**** Material provided ****
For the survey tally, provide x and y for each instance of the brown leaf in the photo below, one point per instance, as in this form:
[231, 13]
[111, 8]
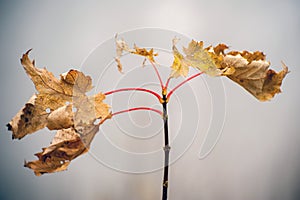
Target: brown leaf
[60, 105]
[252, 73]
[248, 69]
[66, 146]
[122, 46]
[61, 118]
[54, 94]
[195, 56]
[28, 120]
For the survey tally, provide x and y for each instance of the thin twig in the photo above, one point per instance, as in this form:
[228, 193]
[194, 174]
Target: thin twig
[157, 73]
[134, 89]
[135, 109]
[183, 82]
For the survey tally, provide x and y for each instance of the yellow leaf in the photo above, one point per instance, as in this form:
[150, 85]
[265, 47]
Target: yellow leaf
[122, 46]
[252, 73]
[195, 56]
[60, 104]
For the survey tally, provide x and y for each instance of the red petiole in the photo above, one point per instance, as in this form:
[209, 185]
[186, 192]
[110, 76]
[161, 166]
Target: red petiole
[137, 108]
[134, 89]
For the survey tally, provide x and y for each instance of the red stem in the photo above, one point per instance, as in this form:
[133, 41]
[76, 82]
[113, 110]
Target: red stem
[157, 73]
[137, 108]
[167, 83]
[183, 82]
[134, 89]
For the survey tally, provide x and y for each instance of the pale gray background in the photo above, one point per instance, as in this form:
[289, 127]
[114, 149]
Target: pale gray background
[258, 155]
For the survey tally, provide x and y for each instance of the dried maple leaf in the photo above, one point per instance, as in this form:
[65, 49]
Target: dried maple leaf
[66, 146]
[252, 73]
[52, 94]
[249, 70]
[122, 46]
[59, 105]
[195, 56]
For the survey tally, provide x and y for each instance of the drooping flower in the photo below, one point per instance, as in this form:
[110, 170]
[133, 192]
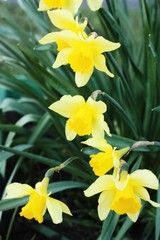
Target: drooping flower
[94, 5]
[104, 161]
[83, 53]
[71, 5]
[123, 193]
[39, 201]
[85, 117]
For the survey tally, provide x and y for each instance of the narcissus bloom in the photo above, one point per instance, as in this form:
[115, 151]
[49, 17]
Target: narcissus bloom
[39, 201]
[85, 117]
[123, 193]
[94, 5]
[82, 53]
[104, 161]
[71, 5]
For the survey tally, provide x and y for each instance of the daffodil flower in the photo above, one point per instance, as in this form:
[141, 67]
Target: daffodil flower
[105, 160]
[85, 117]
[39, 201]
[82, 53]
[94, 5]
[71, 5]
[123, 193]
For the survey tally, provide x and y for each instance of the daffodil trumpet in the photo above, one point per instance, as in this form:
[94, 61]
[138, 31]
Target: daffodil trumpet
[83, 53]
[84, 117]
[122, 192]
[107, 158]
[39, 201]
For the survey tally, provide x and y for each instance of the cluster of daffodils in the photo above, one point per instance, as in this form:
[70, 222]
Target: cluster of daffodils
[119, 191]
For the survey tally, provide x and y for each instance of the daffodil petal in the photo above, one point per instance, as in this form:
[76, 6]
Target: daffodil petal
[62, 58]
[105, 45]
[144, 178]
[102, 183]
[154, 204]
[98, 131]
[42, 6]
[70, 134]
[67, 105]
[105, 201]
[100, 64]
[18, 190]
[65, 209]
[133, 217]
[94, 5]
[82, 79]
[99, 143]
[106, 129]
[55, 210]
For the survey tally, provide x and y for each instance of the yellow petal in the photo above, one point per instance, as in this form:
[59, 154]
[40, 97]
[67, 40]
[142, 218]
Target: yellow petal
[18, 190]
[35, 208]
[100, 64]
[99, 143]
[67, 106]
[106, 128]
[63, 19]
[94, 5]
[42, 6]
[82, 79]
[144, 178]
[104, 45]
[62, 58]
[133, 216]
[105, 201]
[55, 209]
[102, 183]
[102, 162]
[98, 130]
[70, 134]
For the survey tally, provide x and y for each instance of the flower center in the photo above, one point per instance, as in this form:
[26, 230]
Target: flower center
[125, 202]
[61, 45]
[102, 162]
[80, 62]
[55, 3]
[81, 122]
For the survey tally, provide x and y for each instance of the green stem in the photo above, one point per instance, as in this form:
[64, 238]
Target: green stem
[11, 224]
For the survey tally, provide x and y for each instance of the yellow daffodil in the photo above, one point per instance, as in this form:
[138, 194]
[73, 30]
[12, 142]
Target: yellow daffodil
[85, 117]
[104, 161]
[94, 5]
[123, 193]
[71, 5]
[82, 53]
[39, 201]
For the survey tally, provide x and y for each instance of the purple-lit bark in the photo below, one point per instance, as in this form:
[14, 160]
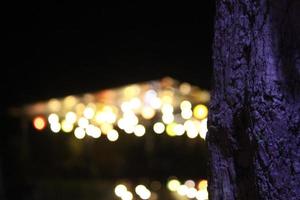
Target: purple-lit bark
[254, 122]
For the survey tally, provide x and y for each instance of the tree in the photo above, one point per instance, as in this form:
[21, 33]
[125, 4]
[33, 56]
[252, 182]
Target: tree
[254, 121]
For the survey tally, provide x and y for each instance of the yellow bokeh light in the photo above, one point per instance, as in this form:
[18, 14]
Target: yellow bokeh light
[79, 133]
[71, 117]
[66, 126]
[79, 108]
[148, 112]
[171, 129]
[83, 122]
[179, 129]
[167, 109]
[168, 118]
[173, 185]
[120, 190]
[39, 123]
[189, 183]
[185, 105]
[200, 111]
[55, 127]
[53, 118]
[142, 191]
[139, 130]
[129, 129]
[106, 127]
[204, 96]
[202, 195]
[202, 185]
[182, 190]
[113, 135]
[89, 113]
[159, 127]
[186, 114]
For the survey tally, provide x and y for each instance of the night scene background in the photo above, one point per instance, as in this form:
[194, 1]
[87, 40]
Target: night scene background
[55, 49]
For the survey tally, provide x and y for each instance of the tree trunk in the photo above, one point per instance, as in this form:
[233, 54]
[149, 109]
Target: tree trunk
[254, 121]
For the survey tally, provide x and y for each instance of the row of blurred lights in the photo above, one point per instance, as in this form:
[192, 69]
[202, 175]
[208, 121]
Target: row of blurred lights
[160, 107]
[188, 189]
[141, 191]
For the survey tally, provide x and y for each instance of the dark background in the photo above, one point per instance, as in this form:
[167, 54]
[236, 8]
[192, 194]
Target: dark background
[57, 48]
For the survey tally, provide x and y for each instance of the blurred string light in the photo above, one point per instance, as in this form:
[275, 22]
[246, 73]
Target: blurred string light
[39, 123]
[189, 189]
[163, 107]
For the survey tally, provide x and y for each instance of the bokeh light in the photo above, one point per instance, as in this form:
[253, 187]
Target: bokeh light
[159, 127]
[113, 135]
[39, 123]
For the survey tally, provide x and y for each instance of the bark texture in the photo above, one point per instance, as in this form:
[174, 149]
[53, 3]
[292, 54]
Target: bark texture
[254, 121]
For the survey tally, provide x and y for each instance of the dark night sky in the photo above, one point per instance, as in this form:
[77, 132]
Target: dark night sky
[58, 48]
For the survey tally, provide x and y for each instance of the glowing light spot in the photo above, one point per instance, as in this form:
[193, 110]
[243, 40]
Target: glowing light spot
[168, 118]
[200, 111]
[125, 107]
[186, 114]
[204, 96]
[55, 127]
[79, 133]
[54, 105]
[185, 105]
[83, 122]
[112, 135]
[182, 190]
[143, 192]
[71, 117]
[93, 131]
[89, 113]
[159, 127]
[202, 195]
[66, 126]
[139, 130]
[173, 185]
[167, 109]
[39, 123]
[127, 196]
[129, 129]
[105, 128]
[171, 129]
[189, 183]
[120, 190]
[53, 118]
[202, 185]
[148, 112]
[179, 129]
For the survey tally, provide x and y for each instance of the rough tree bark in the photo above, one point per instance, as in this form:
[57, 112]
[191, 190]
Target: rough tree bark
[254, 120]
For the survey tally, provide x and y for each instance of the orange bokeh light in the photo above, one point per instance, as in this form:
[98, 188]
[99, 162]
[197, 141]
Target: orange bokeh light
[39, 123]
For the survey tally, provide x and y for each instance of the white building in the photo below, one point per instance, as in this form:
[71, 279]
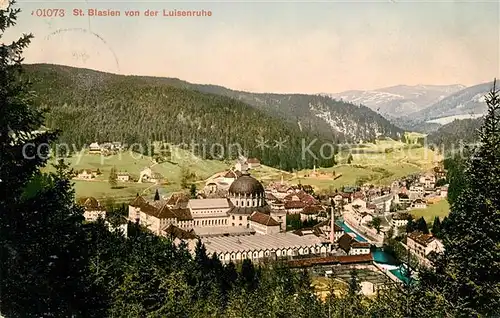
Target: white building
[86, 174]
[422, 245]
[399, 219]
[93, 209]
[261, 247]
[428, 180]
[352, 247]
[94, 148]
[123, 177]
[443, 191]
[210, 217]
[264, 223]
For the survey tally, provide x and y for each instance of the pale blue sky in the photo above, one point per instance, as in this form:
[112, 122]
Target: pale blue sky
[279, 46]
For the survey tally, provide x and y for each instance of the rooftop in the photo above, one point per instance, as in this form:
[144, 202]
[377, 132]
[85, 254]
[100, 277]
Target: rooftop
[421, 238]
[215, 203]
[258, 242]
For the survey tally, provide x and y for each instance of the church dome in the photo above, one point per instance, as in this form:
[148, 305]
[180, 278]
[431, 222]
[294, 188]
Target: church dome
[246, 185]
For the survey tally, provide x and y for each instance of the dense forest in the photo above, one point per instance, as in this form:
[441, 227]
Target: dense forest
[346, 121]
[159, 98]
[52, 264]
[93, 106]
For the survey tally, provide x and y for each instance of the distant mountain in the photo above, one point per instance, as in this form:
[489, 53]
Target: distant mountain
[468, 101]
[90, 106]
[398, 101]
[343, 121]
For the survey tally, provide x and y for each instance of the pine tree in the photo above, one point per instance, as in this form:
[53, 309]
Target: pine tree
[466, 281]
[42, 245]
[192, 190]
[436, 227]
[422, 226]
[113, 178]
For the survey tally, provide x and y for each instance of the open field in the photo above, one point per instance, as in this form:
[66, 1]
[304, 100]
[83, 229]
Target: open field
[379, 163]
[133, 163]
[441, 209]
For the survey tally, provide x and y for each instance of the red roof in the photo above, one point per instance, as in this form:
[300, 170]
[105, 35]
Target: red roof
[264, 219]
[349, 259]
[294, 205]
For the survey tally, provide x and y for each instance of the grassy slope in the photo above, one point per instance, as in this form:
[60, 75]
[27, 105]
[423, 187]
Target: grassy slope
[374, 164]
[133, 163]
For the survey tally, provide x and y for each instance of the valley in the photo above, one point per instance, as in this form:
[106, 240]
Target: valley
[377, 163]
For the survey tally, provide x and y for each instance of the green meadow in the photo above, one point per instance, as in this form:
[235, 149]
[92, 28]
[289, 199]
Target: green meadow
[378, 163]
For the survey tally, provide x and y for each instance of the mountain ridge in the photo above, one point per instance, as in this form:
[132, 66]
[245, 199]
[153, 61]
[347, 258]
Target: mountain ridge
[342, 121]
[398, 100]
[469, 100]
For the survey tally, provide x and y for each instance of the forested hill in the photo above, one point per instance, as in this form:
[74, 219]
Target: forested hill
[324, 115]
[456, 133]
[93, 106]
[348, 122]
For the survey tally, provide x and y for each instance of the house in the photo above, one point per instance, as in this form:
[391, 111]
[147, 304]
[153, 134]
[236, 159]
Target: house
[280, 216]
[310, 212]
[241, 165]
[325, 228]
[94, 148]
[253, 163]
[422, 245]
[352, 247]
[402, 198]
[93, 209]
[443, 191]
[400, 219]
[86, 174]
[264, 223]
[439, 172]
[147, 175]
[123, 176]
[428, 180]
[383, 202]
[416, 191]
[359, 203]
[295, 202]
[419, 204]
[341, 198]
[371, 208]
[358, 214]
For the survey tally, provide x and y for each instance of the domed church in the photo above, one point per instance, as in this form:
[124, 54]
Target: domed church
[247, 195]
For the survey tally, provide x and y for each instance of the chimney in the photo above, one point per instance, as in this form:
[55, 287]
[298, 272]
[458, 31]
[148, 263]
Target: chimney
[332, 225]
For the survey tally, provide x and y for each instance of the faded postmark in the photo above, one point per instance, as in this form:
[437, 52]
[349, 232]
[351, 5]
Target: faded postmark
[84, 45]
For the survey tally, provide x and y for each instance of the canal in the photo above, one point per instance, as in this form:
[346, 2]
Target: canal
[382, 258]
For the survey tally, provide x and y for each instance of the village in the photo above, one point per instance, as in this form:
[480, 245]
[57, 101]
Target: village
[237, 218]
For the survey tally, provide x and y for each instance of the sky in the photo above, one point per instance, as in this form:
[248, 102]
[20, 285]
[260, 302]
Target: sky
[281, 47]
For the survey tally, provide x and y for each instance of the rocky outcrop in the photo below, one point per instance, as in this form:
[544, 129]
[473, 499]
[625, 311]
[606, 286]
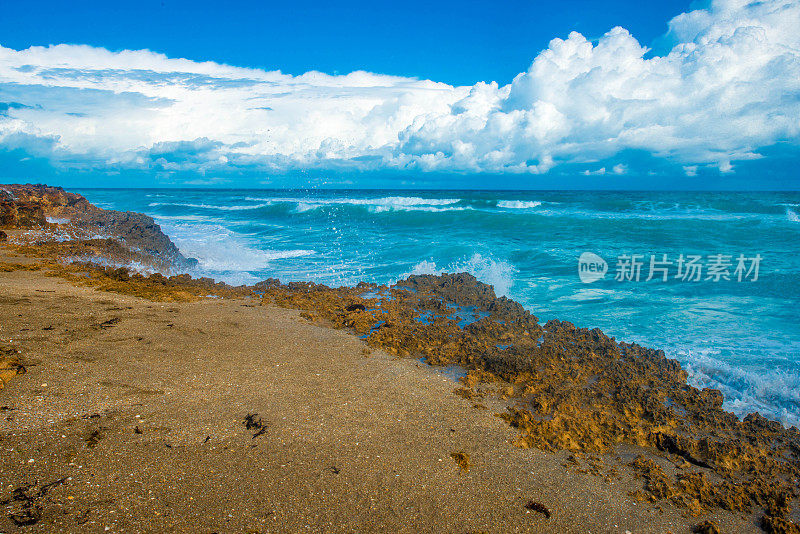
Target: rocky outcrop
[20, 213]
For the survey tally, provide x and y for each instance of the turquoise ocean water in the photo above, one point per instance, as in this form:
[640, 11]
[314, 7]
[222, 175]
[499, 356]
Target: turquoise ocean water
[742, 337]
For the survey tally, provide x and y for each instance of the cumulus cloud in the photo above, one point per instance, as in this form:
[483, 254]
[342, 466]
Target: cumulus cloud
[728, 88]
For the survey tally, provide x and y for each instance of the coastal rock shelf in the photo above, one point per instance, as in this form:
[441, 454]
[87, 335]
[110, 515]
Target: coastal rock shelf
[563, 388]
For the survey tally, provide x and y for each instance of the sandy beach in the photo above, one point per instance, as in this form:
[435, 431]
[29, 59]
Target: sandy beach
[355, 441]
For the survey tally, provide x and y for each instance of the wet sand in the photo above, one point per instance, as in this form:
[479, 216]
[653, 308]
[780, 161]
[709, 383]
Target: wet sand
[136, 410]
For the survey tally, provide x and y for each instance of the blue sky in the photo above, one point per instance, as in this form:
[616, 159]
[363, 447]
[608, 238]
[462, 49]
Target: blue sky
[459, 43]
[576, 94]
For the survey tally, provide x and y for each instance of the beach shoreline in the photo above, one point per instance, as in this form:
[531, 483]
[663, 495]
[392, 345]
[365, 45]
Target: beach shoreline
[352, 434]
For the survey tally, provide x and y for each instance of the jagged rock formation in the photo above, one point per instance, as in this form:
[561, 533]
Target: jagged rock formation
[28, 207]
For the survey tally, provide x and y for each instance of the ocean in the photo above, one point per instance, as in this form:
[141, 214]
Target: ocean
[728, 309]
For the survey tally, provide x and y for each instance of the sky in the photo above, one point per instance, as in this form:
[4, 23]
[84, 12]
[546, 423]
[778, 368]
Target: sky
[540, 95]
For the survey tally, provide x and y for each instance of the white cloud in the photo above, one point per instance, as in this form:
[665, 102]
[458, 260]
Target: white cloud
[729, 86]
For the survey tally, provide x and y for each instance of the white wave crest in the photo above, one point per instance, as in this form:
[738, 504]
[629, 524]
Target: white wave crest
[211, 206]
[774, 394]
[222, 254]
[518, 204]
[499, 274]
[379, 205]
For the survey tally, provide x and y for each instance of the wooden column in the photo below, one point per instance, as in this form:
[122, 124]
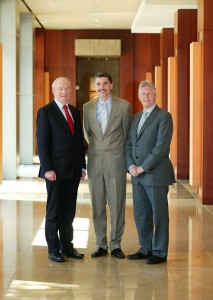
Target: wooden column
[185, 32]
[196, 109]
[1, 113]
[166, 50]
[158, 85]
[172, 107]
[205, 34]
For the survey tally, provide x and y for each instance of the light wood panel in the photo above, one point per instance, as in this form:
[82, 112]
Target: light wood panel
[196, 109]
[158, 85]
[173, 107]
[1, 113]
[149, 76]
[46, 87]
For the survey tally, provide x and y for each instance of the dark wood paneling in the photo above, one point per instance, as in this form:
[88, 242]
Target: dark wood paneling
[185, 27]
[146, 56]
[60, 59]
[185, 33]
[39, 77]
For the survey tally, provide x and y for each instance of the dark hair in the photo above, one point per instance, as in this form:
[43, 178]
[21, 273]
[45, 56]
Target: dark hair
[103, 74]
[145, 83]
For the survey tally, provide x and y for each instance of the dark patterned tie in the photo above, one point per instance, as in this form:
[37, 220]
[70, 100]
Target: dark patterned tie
****
### Objective
Can you write out again the part of the records that opens with the line containing "the dark hair" and closes at the end of the records, keeping every line including the requests, but shifting each answer coordinate by adding 66 to both of its numbers? Leave the sample coordinates inside the requests unchanged.

### Solved problem
For the survey tally, provide x and y for each instance of the dark hair in the photo above, one point per instance, as in this form:
[43, 178]
[21, 273]
[45, 56]
Target: dark hair
[169, 140]
[211, 149]
For the survey tally, provide x and y for each instance of the dark patterned tie in the photo above, one point per instance, as in this form:
[37, 220]
[70, 100]
Target: dark patterned tie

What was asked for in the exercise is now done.